課題内容: 本文で公的保険に分類されている保険の種類をすべて挙げてください。
━━━━━ 本文 ━━━━━
クリニックへ来ました。そうそう、受付で保険証を見せて〜…
…?保険証ってなんのためにあるの?保険て??
本業の医療事務の視点からそんな疑問にお答えしたい!
ということで、
今回は医療保険制度をわかりやすく丁寧に解説します。
医療保険て?
医療保険は公的保険のひとつ
保険は2種類
- 公的保険…医療保険・年金保険・介護保険・労働保険
- 私的保険…自動車保険・火災保険・生命保険等
日本の公的な医療保健制度は
「国民皆保険制度」
- 国民全員が入る
- 医療費を安くできる
- 自由に病院・クリニックを選べる
医療保険制度は病院などで治療を受けた際に支払う費用の負担を補助する制度です。
国民全員が入る
基本、国民全員が保険証を持っているって事です。
基本ってことは例外もあります。
日本で仕事をしている海外の方でも持っていることがあります。
━━━━━ 提供情報 ━━━━━
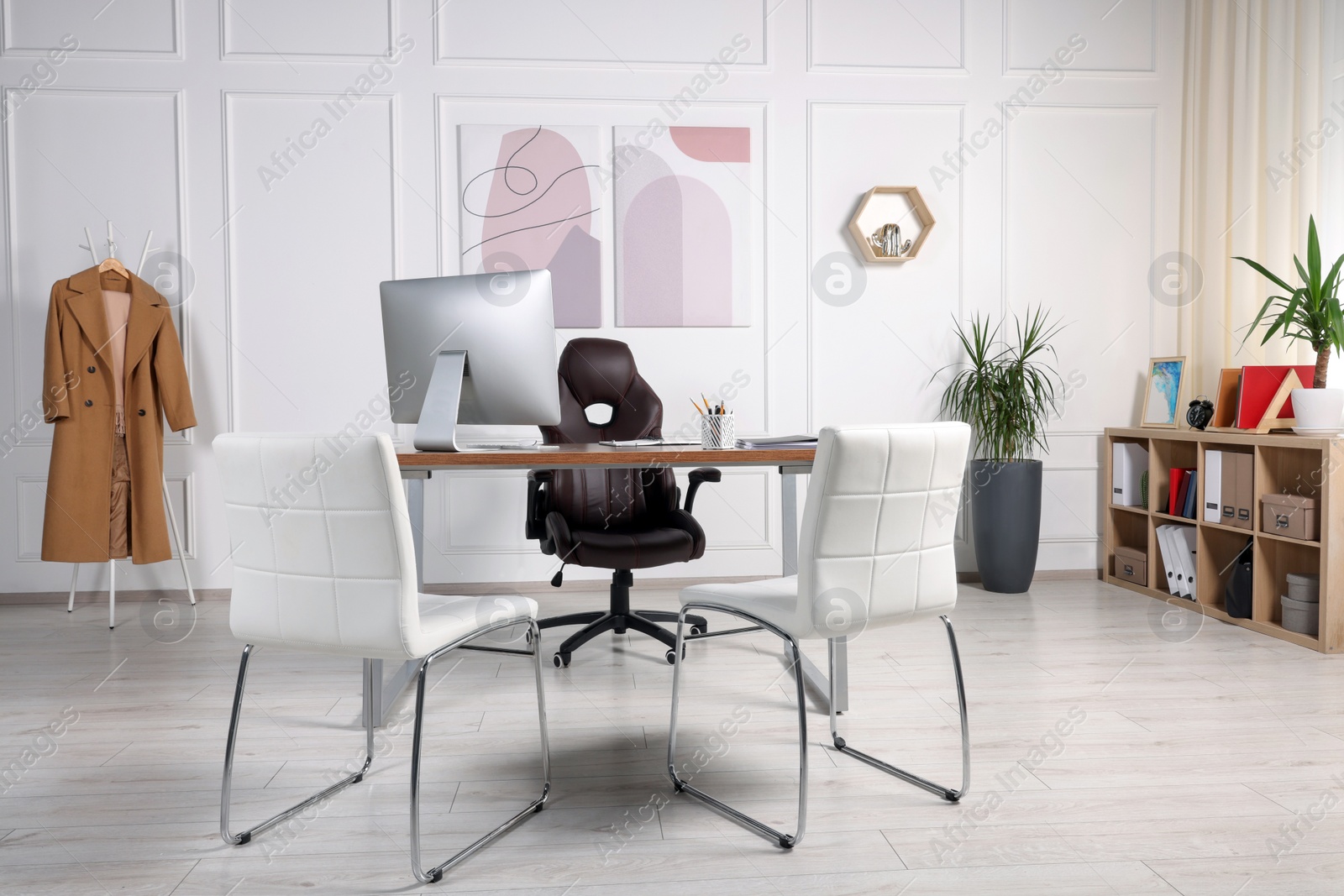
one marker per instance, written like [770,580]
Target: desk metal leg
[790,511]
[382,691]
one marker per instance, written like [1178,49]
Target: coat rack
[172,517]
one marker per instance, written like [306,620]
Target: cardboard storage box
[1289,515]
[1132,566]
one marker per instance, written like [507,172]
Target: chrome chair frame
[226,790]
[788,841]
[951,795]
[436,873]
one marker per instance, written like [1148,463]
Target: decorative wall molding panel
[100,29]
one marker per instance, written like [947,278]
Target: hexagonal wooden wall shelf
[890,206]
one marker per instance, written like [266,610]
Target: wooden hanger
[111,264]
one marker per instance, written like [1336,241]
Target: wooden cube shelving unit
[1284,464]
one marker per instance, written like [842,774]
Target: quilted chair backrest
[322,543]
[878,528]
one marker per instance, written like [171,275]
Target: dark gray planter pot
[1005,516]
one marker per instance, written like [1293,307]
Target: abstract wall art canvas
[683,226]
[530,199]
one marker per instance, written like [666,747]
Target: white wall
[165,113]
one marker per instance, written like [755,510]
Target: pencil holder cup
[717,432]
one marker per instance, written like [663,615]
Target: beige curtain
[1254,129]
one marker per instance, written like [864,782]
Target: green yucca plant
[1310,312]
[1005,391]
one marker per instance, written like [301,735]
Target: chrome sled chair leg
[951,795]
[680,785]
[436,873]
[228,763]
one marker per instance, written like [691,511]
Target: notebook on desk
[779,443]
[647,443]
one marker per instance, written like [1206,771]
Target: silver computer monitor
[470,349]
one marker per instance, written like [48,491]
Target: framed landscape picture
[1162,398]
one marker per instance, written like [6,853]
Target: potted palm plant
[1005,391]
[1310,312]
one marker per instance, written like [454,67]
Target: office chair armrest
[538,506]
[698,476]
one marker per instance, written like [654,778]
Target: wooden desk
[420,465]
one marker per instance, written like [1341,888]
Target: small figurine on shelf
[1200,412]
[886,241]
━━━━━
課題の解答: 医療保険、年金保険、介護保険、労働保険